**KURZE ÜBUNG:**
Tausche in allen folgenden Datensätzen „pointer“ gegen „locator“ aus. Gib die Zeilen ansonsten unverändert wieder.

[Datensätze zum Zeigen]
:::::

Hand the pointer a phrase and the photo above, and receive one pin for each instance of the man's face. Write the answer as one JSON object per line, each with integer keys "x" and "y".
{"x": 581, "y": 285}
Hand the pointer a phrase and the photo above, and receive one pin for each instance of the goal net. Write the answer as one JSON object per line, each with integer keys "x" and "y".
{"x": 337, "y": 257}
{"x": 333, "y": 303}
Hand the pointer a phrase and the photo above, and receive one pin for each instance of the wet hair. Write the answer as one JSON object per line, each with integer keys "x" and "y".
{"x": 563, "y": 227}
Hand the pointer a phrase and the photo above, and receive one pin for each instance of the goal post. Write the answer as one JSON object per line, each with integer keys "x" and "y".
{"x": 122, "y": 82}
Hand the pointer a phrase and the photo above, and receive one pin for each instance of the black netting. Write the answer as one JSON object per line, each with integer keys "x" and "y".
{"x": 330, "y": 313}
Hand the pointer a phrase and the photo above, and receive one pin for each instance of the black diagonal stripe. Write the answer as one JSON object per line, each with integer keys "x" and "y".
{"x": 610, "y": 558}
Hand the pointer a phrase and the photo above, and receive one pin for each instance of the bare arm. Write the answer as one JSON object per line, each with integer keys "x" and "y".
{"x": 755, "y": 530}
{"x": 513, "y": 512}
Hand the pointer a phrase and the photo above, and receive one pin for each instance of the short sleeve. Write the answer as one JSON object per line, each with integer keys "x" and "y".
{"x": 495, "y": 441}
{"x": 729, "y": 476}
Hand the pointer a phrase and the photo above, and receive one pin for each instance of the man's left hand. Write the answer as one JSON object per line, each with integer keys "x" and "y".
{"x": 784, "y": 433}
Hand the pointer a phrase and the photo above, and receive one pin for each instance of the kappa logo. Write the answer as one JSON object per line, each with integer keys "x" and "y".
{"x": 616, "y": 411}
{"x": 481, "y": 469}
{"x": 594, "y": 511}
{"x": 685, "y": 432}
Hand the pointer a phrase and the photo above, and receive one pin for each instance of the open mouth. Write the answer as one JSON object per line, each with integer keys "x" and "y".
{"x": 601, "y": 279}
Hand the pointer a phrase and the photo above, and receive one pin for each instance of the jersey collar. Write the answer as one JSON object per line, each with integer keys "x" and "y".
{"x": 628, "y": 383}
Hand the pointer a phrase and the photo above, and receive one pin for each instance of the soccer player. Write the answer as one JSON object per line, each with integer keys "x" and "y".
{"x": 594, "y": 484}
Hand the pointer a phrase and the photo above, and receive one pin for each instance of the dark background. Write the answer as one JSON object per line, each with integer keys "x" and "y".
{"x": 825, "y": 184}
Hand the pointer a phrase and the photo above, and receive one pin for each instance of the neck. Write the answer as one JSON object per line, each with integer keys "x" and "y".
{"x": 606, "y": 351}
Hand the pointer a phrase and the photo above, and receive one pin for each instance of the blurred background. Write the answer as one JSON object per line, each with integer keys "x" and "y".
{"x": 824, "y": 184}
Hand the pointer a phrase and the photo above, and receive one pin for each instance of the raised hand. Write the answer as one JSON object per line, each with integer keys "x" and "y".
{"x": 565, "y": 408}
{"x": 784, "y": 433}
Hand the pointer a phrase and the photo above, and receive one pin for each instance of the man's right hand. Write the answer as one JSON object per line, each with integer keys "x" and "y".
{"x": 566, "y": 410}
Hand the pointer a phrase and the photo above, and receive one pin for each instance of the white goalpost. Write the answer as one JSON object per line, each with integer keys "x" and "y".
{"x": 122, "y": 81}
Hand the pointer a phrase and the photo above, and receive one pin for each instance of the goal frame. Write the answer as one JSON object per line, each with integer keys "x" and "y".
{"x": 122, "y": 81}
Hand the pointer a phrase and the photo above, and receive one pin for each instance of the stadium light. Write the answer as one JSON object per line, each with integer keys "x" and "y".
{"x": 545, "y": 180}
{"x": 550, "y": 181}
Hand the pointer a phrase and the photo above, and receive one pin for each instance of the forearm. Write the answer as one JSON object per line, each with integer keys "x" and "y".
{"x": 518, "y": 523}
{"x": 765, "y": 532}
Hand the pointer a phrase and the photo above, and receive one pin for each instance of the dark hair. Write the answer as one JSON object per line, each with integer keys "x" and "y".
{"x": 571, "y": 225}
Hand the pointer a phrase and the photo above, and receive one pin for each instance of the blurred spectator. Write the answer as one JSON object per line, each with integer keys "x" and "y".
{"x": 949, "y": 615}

:::::

**ERGEBNIS DER AUFGABE:**
Hand the locator a phrase and the photo above, and receive one pin for each instance of the man's face. Write the answer as one JSON object per line, each with integer keys "x" and "y".
{"x": 581, "y": 285}
Hand the locator a phrase and the photo above, and receive one pin for each instance of the goal net. Write the answer as one JSON object per line, each with integer keys "x" and "y".
{"x": 337, "y": 257}
{"x": 333, "y": 303}
Hand the locator a phrase and the photo above, and receive one pin for each instance of the wet hair. Write the answer as one JSON object per line, each with integer keys "x" and "y".
{"x": 563, "y": 227}
Hand the locator a phrase and the photo above, and receive one pin for each instance of the goal post. Write the answer as one JSON object per line, each with integer keys "x" and "y".
{"x": 122, "y": 82}
Hand the locator a phrase and the photo above, and receive one pin for each instance of the black netting. Write the answer as one JSON object per line, each with integer keys "x" and "y".
{"x": 330, "y": 313}
Hand the locator a phrase and the photo above, and receive one pin for each instance of the black diagonal stripe. Write the answer as one JSON object per line, each with integer keys "x" and "y".
{"x": 610, "y": 558}
Hand the locator a phrase and the photo above, and receive one pin for each instance of the bare arm. Write the answer as one JSON object per line, each with integer keys "x" and "y".
{"x": 755, "y": 530}
{"x": 513, "y": 512}
Hand the locator a phrase and the photo above, and receive one pin for each instance of the short sleeve. Write the answer as one JSON object per line, each with integer keys "x" and "y".
{"x": 495, "y": 441}
{"x": 729, "y": 476}
Hand the locator a phrase and the photo above, and receive one pin for each instance of the man's left hand. Write the answer as one JSON object per line, each with integer keys "x" and "y".
{"x": 784, "y": 433}
Hand the locator a phrase and the photo above, and receive one pin for each instance of the kappa logo. Write the answer as one JSON object per line, each with integer keys "x" and "y".
{"x": 616, "y": 411}
{"x": 481, "y": 469}
{"x": 594, "y": 511}
{"x": 685, "y": 432}
Hand the locator a phrase and the photo above, and receive one pin for each instance of the open mouth. Write the answer as one JSON object per line, each with integer keys "x" and "y".
{"x": 601, "y": 279}
Hand the locator a phrase and the photo above, and receive one pin for each instance of the jersey collar. Write the answer as one JSON object per line, each with integer keys "x" and "y".
{"x": 628, "y": 383}
Hand the locator a phrase and the photo above, and receive one pin for each instance of the soccer player. Write the answer as one JSON object per line, each with integer keys "x" and "y".
{"x": 594, "y": 484}
Hand the locator a phrase and the photo above, and receive one pin for each instance of the dark background. Write the answer as one JSON object per line, each with integer keys "x" and "y".
{"x": 825, "y": 184}
Hand the locator a phrase and the photo above, and receive one pin for each instance of the neck. Write the answer as one JSON object per line, each with integer keys "x" and "y".
{"x": 606, "y": 351}
Hand the locator a phrase and the photo above, and receive one pin for each instance of the blurred background. Write the answer as one JSON object per line, each with integer keys "x" and "y".
{"x": 824, "y": 184}
Hand the locator a phrase and the photo above, and receive one pin for each instance of the raised hand. Write the answer as one JSON object per line, each with integer keys "x" and "y".
{"x": 565, "y": 408}
{"x": 784, "y": 433}
Hand the locator a phrase and the photo above, and receive one pin for each instance of the man's right hand. Write the answer as one JSON object per line, each with integer keys "x" and "y".
{"x": 566, "y": 410}
Hand the locator a phrase and the photo above, and receive one pin for each instance of the white goalpost. Write the answer as one JSON object per line, each with integer keys "x" and "y".
{"x": 122, "y": 81}
Hand the locator a phrase and the photo above, and receive one pin for each instance of the goal frame. Write the answer as one JSON object per line, each with integer keys "x" and "y".
{"x": 122, "y": 81}
Hand the locator a phrase and the photo above, and receive one pin for each instance of the stadium light. Write the answer as one JSON object per line, each with integer keys "x" and "y".
{"x": 545, "y": 180}
{"x": 550, "y": 181}
Hand the locator a phrase and the photo above, and receive one pin for each instance of the forearm. Write the answer as one JSON object per line, each with integer keys "x" and "y".
{"x": 518, "y": 523}
{"x": 765, "y": 532}
Hand the locator a phrase and the photo above, and receive one pin for each instance of the dark hair. Write the answer as one JSON object per line, each with integer keys "x" and "y".
{"x": 571, "y": 225}
Hand the locator a phrase and the photo above, and receive one pin for each instance of the blurred spectator. Write the answer as one JSON object per line, each with integer keys "x" and "y".
{"x": 949, "y": 615}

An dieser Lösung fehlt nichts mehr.